Selected passage —
High-tech farming – from microalgae harvests to multi-storey fish farms – is a major part of Singapore’s quest to import less food from abroad.
The government wants 30% of Singapore’s nutritional requirements to be produced at home by 2030 – a big leap from around 10% today.
To get there, it is spreading its bets, nurturing urban farms, aquaculture ventures and the development of alternative proteins at home to reduce its reliance on food from elsewhere.
Government researchers from A*Star – Singapore’s Agency for Science, Technology and Research – are collaborating with local startup Eatobe, for example, on the best way to preprocess ingredients such as nuts, seeds and grains, so stomachs can absorb more of the good things inside.
Meanwhile, Archisen, which grows vegetables in indoor farms, is working with A*Star to finetune these controlled environments using sensors and AI to bring down costs while growing more lettuce and kale at the same time.

Listed records —
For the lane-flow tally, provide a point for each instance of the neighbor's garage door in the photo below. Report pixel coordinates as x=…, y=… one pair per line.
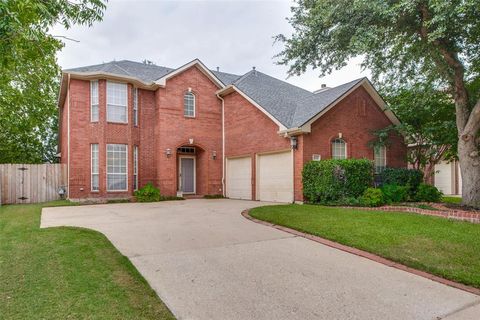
x=239, y=178
x=275, y=177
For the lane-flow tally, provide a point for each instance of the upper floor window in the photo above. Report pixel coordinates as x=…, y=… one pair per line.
x=339, y=149
x=189, y=104
x=117, y=102
x=94, y=167
x=94, y=110
x=135, y=107
x=380, y=158
x=135, y=167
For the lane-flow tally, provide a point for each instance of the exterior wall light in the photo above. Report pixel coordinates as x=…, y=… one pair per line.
x=294, y=142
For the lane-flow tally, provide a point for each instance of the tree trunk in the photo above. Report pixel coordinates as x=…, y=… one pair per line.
x=470, y=169
x=468, y=123
x=469, y=157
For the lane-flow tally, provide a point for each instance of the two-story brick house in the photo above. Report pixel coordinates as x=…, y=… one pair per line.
x=192, y=130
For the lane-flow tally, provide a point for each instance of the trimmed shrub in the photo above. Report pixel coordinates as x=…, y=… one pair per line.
x=213, y=196
x=170, y=198
x=428, y=193
x=148, y=193
x=403, y=177
x=372, y=197
x=394, y=194
x=331, y=180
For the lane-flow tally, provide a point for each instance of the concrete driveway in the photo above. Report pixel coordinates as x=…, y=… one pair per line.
x=206, y=261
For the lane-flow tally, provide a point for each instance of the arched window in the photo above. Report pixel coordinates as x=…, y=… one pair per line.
x=339, y=149
x=189, y=104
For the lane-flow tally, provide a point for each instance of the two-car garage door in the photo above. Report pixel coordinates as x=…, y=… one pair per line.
x=274, y=177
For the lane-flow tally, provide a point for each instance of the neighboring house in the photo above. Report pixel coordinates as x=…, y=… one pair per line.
x=447, y=177
x=191, y=130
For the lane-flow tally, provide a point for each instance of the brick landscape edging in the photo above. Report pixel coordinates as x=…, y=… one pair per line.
x=472, y=217
x=364, y=254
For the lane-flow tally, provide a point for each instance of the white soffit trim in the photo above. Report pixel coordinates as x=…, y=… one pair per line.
x=229, y=89
x=111, y=76
x=371, y=91
x=163, y=80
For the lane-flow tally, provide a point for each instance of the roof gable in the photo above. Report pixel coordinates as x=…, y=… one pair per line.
x=194, y=63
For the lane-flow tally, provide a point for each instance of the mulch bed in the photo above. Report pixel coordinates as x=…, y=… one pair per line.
x=455, y=212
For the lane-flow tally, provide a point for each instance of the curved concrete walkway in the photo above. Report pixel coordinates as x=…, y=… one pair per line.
x=206, y=261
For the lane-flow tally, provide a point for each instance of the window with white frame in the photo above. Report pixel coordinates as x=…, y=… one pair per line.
x=94, y=109
x=189, y=104
x=135, y=167
x=116, y=167
x=339, y=149
x=94, y=163
x=380, y=158
x=135, y=107
x=117, y=102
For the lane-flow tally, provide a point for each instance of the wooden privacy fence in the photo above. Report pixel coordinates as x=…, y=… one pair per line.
x=31, y=183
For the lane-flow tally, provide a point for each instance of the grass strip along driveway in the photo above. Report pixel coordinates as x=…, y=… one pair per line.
x=67, y=273
x=449, y=249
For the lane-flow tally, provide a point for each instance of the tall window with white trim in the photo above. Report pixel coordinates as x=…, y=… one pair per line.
x=135, y=167
x=94, y=109
x=380, y=158
x=117, y=102
x=189, y=104
x=135, y=107
x=117, y=167
x=94, y=172
x=339, y=149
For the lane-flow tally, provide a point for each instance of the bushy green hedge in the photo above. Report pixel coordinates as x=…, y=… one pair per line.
x=372, y=197
x=402, y=177
x=331, y=180
x=428, y=193
x=394, y=194
x=148, y=193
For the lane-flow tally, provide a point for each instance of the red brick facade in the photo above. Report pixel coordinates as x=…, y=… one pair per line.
x=162, y=126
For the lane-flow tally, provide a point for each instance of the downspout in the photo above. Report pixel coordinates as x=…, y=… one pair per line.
x=223, y=144
x=68, y=136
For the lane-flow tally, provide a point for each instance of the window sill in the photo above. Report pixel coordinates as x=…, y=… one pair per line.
x=113, y=122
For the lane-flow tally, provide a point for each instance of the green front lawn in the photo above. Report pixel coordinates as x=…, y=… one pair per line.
x=456, y=200
x=450, y=249
x=67, y=273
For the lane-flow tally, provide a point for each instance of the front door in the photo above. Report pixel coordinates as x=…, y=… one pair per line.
x=187, y=174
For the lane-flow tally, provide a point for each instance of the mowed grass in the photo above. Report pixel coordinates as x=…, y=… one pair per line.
x=450, y=249
x=67, y=273
x=455, y=200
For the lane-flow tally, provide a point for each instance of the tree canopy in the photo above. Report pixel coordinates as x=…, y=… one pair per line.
x=427, y=118
x=403, y=43
x=30, y=73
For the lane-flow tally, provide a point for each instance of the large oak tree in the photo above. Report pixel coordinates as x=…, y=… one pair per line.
x=29, y=73
x=401, y=42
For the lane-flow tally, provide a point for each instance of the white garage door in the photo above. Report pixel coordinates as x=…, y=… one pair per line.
x=443, y=177
x=275, y=177
x=239, y=178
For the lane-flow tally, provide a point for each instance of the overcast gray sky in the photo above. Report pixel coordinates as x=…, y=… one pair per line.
x=233, y=35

What you will do — Retype the passage on Singapore's high-tech farming exactly, beginning at the words "High-tech farming –" and stopping after "around 10% today.".

Solution to the problem —
High-tech farming – from microalgae harvests to multi-storey fish farms – is a major part of Singapore’s quest to import less food from abroad.
The government wants 30% of Singapore’s nutritional requirements to be produced at home by 2030 – a big leap from around 10% today.